### Data for processing

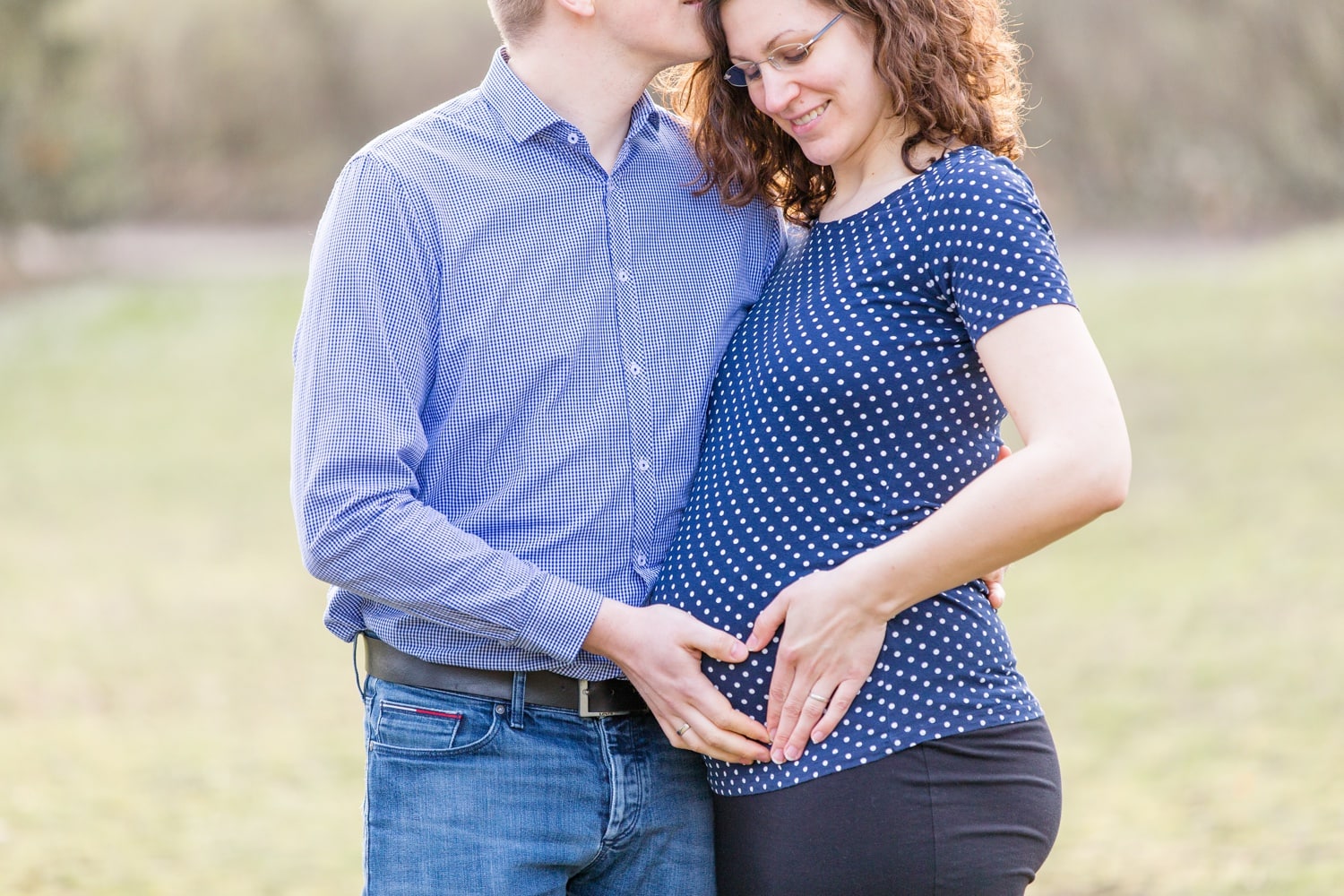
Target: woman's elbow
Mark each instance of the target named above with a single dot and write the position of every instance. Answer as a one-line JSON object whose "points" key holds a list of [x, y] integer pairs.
{"points": [[1109, 479]]}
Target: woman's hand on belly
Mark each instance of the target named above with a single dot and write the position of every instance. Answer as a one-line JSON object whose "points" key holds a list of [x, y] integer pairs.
{"points": [[830, 643]]}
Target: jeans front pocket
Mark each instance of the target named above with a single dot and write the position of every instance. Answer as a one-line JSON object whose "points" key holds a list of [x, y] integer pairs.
{"points": [[426, 723]]}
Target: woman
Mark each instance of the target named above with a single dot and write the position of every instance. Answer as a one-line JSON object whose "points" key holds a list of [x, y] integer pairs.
{"points": [[847, 497]]}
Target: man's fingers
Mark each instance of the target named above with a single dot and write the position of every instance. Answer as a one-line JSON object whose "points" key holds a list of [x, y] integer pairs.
{"points": [[720, 645], [766, 624], [728, 735]]}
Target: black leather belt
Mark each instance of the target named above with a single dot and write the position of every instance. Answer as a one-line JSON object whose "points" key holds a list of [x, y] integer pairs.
{"points": [[610, 697]]}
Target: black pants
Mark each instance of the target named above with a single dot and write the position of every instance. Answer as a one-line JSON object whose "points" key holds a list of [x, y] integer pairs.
{"points": [[973, 814]]}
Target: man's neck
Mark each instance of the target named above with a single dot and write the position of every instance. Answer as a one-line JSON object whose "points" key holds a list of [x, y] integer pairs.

######

Work to be completed:
Apart from the pictures, every line of the material above is to be returned word for word.

Solution for this exercise:
Target: woman's elbow
Mark each instance of the target named above with a single dot and write the position of every instance. Answer as a one-line JSON object whose "points" key holds a list of [x, y] integer pairs.
{"points": [[1109, 479]]}
Target: woman's hand on belly
Mark each instance of the target named above with a single dot and write the position of every instance. Answer as a one-line JSON object whose "points" key holds a list of [x, y] integer pairs.
{"points": [[830, 643]]}
Target: jeans front pocket
Mark each instance of the target named above with a single dot and write the position of every instance. Answer as a one-line JSON object whose "points" key holds a list of [x, y] integer pairs.
{"points": [[426, 723]]}
Target: woman
Mark each instance of the target named above with a single dot and write the position of every instance. Answer as a one-line JSON object whose "points" key holds a list of [x, y] integer pairs.
{"points": [[847, 497]]}
Target: man's fingers
Mark each instance of the target named above with a single dot and write the position of every instance. Answer as a one-line JSON object whose "points" key holds a list of [x, y] integer pairs.
{"points": [[720, 645], [766, 624], [728, 735]]}
Target: black leather belt
Mark each instance of the target named above with a single dot and write the position of every instance. Answer as a one-line JSON object whose "points" key holds a list of [x, y] integer pairs.
{"points": [[610, 697]]}
Target: black pants
Mark each instance of the target named above with a single dot and write the position of every instance. Answer as a one-line JSON object whose "points" key holds a list of [x, y] integer pairs.
{"points": [[973, 814]]}
Target: man's neck
Mark each instance of the target named above with a single dot and write the position of every instance. Answer as a one-line JSON object whose "points" key holds a list of [x, y] integer pairs.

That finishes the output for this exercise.